Chat room users may wish to pass messages between themselves and a designated target without the fear of interception or comprehension by the chat room occupants in general. The crypto-chatter may prefer to use one of two tools, as these tools prove available and/or the occasion demands.
Private messages, where the option exists, allow a Sender to transmit something to a Receiver without letting various Bystanders in on the gag. Should you wish to ask someone if that voluble troll in the chat room actually has a criminal record for, the private message represents an excellent tool.
Argot, on the other hand, indicates some code or language that the Sender believes the Receiver can understand but bystanders can't. Foreign languages sometimes serve this purpose. Since many folks use the Web through university libraries or accounts, logistics can preselect for a more polyglot crowd; a foreign language can therefore fail as an argot because of the level of education of the bystanders.
Complaining differs from exchange of information when such complaint occurs in information-poor packets. The sentence "Tommy Manypencils sucks" conveys little more than the feelings of the speaker and almost nothing about Tommy Manypencils; the sentence "Tommy Manypencils draws incredibly hideous parodies of the human form and frequently seems unaware of the exact number of eyes typical of normal human anatomy" tells us much more.
Many things offer targets for information-poor complaint. Board policies, declining real wages, war, famine, plague, death, entropy, and that persistent embarrassing itch all can bring something to the table of complaint. The less information a complaint conveys, the less it seems off-topic.
Decadence as a theme can work for anything which has a past and a present. Therefore complaint might focus on the Decline of Comics, whether aesthetic or commercial. The American superhero comic in particular provides a fertile ground for reminiscing about the Good Old Days of yore and bemoaning the Bad Old Days of today.
Complaint, however, defies attempts to force it to focus. Since most complaint offers noise and little else to the chat room, topic doesn't always matter. However, for poignancy, one can seldom do better than to complain about the chat room itself or the people who provide it.
Carping can limit itself, however. Complaint threads tend to burn out for lack of eloquence, although sometimes they can degenerate into information-rich discussions of flaws, instead. By then, though, people have stopped saying Tommy Manypencils sucks and have drifted away into the vast arena of precisely what Tommy Manypencils does to annoy.

◆ THE DATA ◆
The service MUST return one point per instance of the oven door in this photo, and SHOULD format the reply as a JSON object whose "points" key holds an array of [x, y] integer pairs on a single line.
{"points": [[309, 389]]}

◆ REQUIRED WORK ◆
Can you print the part of the chat room passage above word for word, starting at "Decadence as a" and ending at "who provide it."?

◆ SOLUTION ◆
Decadence as a theme can work for anything which has a past and a present. Therefore complaint might focus on the Decline of Comics, whether aesthetic or commercial. The American superhero comic in particular provides a fertile ground for reminiscing about the Good Old Days of yore and bemoaning the Bad Old Days of today.
Complaint, however, defies attempts to force it to focus. Since most complaint offers noise and little else to the chat room, topic doesn't always matter. However, for poignancy, one can seldom do better than to complain about the chat room itself or the people who provide it.